YOUR GOAL —
Give every line below again, exactly.

DATA SHOWN —
"""

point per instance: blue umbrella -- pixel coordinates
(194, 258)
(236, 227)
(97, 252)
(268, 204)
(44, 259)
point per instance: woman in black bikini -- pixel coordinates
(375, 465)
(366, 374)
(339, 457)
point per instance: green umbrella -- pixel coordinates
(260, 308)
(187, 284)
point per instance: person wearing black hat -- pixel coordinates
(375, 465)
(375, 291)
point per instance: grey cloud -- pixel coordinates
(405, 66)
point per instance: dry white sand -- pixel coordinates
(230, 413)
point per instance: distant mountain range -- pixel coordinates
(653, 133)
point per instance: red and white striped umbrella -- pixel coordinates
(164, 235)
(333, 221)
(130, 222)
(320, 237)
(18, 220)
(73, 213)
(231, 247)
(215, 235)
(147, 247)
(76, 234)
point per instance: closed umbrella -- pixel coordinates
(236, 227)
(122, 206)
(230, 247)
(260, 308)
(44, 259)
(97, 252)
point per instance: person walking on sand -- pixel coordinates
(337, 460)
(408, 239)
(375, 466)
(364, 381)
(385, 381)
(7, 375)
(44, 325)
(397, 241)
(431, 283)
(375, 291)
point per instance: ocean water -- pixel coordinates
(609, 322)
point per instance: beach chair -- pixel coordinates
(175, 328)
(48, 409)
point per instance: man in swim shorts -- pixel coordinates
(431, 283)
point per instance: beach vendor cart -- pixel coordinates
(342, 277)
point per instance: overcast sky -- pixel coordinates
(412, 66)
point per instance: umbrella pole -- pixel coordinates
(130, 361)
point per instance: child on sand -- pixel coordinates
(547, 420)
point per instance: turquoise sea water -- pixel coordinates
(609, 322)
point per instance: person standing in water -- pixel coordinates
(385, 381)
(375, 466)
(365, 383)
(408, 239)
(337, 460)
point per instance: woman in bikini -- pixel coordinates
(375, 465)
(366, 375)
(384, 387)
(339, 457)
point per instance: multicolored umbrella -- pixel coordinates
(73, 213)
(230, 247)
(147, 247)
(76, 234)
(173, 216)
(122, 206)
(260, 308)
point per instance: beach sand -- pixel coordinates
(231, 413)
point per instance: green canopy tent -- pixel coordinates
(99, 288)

"""

REPLY —
point per instance: blue umbrella -- pixel coordinates
(194, 258)
(236, 227)
(97, 252)
(268, 204)
(44, 259)
point per instance: woman in black bikini -- pixel coordinates
(375, 465)
(366, 374)
(339, 457)
point per instance: green umbrella -- pixel coordinates
(260, 308)
(187, 284)
point per instance: person wearing black hat -- pixel coordinates
(375, 465)
(375, 291)
point per instance: grey cloud -- pixel coordinates
(405, 66)
point per instance: dry white sand -- pixel coordinates
(230, 413)
point per instance: distant mountain range -- pixel coordinates
(653, 133)
point per instance: red and white striped umbrella -- pixel coordinates
(164, 235)
(333, 221)
(130, 222)
(320, 237)
(18, 220)
(73, 213)
(231, 247)
(215, 235)
(147, 247)
(76, 234)
point per instance: closed umbrella -- pixel coordinates
(236, 227)
(122, 206)
(230, 247)
(260, 308)
(44, 259)
(97, 252)
point per instance: person walking on sand -- pixel coordinates
(337, 460)
(408, 239)
(375, 466)
(364, 381)
(385, 381)
(7, 375)
(44, 325)
(397, 241)
(431, 283)
(375, 291)
point per instance: ocean water -- pixel coordinates
(609, 322)
point per instance: beach chair -- pixel coordinates
(175, 328)
(48, 409)
point per instance: man in swim shorts -- pixel coordinates
(431, 283)
point per instance: beach vendor cart -- pixel coordinates
(342, 277)
point per instance: overcast sky -- pixel coordinates
(412, 66)
point per instance: umbrella pole -- pixel coordinates
(130, 361)
point per instance: child on sand -- pixel coordinates
(547, 420)
point per instance: turquoise sea water -- pixel coordinates
(609, 322)
point per instance: person standing in water -- pixel coordinates
(385, 381)
(375, 466)
(365, 383)
(408, 239)
(337, 460)
point per instance: woman in bikini -- pixel coordinates
(375, 465)
(366, 375)
(384, 387)
(339, 457)
point per instance: multicolored umbrella -- pixel coordinates
(73, 213)
(230, 247)
(147, 247)
(76, 234)
(173, 216)
(122, 206)
(260, 308)
point per instance: beach sand -- pixel coordinates
(231, 413)
point per instance: green canopy tent -- pixel coordinates
(99, 288)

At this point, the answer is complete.